CONSEGNA SCRITTA 1 –
Rispondi a queste domande sull'estratto della fonte:
(a) Qual è l'opera di Dio secondo la risposta di Gesù?
(b) Con quali parole Gesù risponde alla domanda su quale segno compia?
(c) Di che cosa ha il profumo il vino di Dio?

ESTRATTO DELLA FONTE –
2024 – Echi di Vita N°31 – IL SIGNORE VUOLE DIVENTARE NOSTRO PANE

Un Vangelo di grandi domande.

Chiedono a Gesù: Che cosa dobbiamo fare per compiere le opere di Dio?

Egli risponde: Questa è l’opera di Dio, credere in colui che egli ha mandato.

Al cuore della fede sta la tenace, dolcissima fiducia che Dio ha il volto di Cristo, il volto di uno che sa soltanto amare.

È questa fiducia che ti cambia la vita per sempre, un’esperienza che se la provi anche una volta sola, dopo non sei più lo stesso: sentirti amato, teneramente, costantemente, appassionatamente, gelosamente amato. E sentire che lo stesso amore avvolge ogni creatura.

Quale segno fai perché vediamo e possiamo crederti? Quale opera compi? La risposta di Gesù: Io sono il Pane della vita. Un solo segno: io nutro. Nutrire è fare cosa da Dio. Pane di cielo cerca l’uomo, cibo per l’anima: vuole addentare la vita, goderla e gioirne in comunione, saziarsi d’amore, ubriacarsi del vino di Dio, che ha il profumo stordente della felicità.

RECORD GREZZI –
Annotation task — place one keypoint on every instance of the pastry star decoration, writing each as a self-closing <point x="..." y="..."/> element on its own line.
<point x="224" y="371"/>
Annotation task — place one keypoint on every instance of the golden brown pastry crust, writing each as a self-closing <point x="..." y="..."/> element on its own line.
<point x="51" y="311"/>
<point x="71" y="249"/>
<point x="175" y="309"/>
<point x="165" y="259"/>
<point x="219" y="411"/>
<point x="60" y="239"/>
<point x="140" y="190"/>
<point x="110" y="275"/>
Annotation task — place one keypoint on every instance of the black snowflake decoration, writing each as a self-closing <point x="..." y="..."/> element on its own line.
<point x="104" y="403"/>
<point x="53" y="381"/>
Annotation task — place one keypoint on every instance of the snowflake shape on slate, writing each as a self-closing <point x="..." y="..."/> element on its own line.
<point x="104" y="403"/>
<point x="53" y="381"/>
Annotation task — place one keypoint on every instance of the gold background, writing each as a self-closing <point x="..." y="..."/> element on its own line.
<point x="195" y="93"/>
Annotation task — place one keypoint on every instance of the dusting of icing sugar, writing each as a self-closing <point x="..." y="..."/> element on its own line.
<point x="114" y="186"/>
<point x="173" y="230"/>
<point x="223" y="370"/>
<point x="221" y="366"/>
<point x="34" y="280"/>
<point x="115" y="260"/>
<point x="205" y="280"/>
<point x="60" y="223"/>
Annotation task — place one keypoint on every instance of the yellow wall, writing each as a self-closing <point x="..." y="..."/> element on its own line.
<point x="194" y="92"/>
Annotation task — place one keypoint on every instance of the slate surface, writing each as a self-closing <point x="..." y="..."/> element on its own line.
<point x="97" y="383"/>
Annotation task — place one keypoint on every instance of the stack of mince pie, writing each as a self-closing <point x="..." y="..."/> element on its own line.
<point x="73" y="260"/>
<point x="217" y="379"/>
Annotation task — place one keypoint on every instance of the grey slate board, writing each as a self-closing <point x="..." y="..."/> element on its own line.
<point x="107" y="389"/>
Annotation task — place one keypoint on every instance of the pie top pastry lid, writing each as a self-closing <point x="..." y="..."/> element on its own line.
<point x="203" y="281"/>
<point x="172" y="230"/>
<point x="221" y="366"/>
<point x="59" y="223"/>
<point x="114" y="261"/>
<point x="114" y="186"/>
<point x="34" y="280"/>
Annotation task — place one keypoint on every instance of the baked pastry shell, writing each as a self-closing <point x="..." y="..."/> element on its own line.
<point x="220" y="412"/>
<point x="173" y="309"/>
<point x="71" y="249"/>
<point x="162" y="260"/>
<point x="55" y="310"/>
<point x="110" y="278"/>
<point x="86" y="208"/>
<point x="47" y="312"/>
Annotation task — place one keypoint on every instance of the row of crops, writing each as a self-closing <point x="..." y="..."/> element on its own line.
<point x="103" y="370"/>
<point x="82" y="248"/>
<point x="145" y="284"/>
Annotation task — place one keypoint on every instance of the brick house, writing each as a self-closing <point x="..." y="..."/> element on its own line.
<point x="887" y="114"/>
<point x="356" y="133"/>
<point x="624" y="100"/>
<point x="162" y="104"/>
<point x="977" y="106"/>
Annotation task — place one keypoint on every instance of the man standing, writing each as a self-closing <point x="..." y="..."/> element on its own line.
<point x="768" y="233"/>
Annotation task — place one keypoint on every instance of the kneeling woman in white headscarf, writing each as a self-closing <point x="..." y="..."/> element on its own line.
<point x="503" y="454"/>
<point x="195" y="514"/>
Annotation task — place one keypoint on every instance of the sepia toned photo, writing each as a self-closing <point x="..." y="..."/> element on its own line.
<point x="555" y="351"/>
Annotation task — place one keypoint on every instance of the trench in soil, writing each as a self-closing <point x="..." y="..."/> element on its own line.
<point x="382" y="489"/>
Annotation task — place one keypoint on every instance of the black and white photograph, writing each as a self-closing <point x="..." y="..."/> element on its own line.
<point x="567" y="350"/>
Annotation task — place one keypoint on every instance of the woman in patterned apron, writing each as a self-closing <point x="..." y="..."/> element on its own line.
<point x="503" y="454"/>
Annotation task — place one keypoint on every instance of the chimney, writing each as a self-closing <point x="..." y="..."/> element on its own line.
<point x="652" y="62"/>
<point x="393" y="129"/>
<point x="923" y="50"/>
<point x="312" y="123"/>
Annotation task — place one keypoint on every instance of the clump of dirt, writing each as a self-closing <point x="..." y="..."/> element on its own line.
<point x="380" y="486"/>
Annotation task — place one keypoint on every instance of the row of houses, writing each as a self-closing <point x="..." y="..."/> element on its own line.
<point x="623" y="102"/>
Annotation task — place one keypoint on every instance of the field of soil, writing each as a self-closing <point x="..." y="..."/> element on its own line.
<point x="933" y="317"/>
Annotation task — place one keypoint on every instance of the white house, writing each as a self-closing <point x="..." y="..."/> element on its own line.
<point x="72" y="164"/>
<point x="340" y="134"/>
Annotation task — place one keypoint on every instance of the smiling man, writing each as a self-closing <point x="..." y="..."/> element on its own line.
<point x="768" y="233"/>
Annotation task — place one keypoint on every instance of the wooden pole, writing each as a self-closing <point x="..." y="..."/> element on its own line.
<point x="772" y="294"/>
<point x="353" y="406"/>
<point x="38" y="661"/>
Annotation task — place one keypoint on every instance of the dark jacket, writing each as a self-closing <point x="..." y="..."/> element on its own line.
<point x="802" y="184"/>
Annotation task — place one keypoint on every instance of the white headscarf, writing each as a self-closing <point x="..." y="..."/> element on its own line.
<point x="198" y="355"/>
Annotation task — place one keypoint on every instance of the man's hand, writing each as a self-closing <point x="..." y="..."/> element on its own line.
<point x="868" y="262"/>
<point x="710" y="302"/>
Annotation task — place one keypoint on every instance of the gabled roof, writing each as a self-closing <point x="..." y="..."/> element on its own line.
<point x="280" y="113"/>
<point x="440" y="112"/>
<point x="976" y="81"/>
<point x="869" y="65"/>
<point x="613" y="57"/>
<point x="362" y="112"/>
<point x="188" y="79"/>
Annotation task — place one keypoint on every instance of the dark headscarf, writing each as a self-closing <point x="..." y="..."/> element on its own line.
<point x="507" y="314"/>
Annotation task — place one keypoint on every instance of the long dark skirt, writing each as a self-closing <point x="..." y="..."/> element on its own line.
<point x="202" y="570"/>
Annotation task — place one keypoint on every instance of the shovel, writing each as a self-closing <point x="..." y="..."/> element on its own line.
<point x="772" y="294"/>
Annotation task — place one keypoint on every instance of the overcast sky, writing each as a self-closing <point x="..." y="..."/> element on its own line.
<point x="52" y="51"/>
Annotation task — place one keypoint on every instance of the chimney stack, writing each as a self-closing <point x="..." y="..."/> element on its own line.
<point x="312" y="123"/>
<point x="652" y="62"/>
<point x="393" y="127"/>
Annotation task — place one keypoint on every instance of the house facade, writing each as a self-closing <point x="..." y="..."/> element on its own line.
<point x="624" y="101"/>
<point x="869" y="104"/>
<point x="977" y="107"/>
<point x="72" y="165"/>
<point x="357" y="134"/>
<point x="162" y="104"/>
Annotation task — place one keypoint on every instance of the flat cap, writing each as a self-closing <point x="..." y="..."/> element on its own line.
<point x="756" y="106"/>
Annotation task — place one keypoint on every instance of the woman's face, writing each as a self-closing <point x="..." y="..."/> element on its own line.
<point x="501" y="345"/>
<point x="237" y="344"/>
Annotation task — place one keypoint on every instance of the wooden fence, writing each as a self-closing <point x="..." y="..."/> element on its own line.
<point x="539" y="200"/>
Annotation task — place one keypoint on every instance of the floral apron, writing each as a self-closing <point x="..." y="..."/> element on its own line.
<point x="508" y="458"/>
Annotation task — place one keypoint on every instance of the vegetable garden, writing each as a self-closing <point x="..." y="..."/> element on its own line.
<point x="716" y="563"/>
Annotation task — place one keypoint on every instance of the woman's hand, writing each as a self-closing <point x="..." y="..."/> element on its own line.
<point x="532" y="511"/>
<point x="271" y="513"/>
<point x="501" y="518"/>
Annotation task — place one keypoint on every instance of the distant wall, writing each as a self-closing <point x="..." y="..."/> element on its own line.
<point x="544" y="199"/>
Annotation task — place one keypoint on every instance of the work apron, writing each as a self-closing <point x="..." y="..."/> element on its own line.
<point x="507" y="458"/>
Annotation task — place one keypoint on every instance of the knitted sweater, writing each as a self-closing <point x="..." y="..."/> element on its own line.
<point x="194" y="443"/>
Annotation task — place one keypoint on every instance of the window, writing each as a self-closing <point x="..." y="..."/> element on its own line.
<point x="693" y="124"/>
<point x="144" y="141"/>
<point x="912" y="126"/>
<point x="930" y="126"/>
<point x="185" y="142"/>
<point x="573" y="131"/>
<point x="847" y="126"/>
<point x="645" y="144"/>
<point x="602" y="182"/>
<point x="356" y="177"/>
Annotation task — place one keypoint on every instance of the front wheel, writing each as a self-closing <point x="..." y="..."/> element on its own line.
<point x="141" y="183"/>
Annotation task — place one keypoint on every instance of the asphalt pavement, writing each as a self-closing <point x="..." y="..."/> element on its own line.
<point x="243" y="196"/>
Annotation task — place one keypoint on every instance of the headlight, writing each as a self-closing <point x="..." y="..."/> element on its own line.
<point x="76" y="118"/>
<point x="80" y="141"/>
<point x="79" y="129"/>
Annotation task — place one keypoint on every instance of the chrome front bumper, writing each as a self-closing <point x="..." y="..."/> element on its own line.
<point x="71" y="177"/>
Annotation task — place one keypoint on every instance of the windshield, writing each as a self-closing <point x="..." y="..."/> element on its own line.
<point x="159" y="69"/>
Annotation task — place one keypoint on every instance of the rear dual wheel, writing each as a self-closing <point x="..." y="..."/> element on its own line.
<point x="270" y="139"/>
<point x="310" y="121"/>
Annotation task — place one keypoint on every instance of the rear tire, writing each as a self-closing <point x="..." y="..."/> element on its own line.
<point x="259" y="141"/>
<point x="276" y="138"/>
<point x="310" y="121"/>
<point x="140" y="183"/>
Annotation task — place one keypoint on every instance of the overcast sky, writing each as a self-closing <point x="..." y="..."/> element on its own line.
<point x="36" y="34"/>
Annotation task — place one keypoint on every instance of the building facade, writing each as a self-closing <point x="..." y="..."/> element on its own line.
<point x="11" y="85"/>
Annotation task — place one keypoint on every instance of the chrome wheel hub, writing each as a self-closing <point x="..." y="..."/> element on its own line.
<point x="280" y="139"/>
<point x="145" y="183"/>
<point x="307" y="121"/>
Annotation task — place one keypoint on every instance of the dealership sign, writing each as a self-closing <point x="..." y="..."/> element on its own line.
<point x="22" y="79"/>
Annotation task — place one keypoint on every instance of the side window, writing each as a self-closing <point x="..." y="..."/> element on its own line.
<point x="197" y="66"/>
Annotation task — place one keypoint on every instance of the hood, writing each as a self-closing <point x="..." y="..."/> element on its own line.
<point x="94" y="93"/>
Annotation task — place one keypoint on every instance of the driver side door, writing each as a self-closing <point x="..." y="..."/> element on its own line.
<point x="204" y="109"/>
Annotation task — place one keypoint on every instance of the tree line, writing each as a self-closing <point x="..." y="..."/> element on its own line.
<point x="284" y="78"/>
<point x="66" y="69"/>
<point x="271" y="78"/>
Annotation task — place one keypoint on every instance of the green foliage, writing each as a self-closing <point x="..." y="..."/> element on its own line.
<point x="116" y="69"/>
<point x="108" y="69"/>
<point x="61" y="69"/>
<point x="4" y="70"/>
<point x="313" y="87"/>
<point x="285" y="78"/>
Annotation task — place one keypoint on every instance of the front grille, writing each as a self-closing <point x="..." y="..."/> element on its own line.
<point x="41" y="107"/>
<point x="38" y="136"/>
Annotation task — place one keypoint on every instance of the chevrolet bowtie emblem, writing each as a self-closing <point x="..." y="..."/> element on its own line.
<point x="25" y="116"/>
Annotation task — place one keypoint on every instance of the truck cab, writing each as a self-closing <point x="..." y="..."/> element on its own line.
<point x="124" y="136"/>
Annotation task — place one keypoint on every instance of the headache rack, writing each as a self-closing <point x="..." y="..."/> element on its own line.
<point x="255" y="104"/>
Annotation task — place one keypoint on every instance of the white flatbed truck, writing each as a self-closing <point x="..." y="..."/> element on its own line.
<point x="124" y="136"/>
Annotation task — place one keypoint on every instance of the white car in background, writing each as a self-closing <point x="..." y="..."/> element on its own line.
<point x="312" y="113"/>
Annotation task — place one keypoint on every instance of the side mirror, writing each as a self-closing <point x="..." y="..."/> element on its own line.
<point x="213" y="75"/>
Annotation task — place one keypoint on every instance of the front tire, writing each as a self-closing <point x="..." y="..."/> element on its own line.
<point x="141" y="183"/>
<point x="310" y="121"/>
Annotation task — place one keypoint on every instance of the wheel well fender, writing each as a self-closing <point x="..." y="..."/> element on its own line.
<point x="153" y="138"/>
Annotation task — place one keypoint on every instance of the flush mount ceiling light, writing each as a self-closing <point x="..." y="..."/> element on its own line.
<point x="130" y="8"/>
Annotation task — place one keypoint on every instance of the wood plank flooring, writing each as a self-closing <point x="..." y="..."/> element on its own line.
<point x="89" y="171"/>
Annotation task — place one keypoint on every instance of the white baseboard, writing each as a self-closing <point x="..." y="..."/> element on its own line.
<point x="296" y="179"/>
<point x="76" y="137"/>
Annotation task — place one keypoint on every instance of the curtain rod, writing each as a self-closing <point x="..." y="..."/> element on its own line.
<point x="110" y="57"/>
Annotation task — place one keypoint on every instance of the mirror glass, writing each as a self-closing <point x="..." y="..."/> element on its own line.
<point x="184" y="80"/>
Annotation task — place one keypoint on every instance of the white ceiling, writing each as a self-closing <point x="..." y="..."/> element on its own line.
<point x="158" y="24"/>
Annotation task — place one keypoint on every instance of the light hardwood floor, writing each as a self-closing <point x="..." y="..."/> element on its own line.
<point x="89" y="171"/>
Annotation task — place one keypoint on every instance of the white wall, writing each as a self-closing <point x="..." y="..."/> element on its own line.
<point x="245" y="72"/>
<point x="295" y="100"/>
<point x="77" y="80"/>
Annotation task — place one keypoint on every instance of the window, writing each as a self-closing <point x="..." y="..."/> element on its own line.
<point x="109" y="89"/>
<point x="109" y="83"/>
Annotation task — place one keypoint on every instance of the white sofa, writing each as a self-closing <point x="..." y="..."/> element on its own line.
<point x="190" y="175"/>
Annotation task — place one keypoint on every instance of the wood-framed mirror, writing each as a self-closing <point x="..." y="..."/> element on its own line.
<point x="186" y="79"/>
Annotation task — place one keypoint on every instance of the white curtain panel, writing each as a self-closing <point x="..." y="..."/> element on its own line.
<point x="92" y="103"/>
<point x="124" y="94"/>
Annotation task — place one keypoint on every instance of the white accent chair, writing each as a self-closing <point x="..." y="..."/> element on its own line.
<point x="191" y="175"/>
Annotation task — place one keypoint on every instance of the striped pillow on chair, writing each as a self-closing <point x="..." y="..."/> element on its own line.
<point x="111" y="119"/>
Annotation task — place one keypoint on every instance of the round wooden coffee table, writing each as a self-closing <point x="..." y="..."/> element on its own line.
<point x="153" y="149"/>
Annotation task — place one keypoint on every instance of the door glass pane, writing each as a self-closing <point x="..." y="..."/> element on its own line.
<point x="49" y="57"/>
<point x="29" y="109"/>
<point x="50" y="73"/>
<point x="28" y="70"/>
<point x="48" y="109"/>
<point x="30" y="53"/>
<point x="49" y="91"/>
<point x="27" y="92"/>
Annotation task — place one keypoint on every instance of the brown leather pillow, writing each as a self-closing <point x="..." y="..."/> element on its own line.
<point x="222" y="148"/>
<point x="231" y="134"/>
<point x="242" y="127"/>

CONSEGNA SCRITTA 2 –
Trascrivi tali e quali le righe dei record, partendo da quella che contiene "of the brown" e arrivando fino all'ultima riga dei record, entrambe incluse.

RISPOSTA ATTESA 1 –
(a) Credere in colui che egli ha mandato.
(b) «Io sono il Pane della vita.»
(c) Del profumo stordente della felicità.

RISPOSTA ATTESA 2 –
Annotation task — place one keypoint on every instance of the brown leather pillow, writing each as a self-closing <point x="..." y="..."/> element on its own line.
<point x="222" y="148"/>
<point x="231" y="134"/>
<point x="242" y="127"/>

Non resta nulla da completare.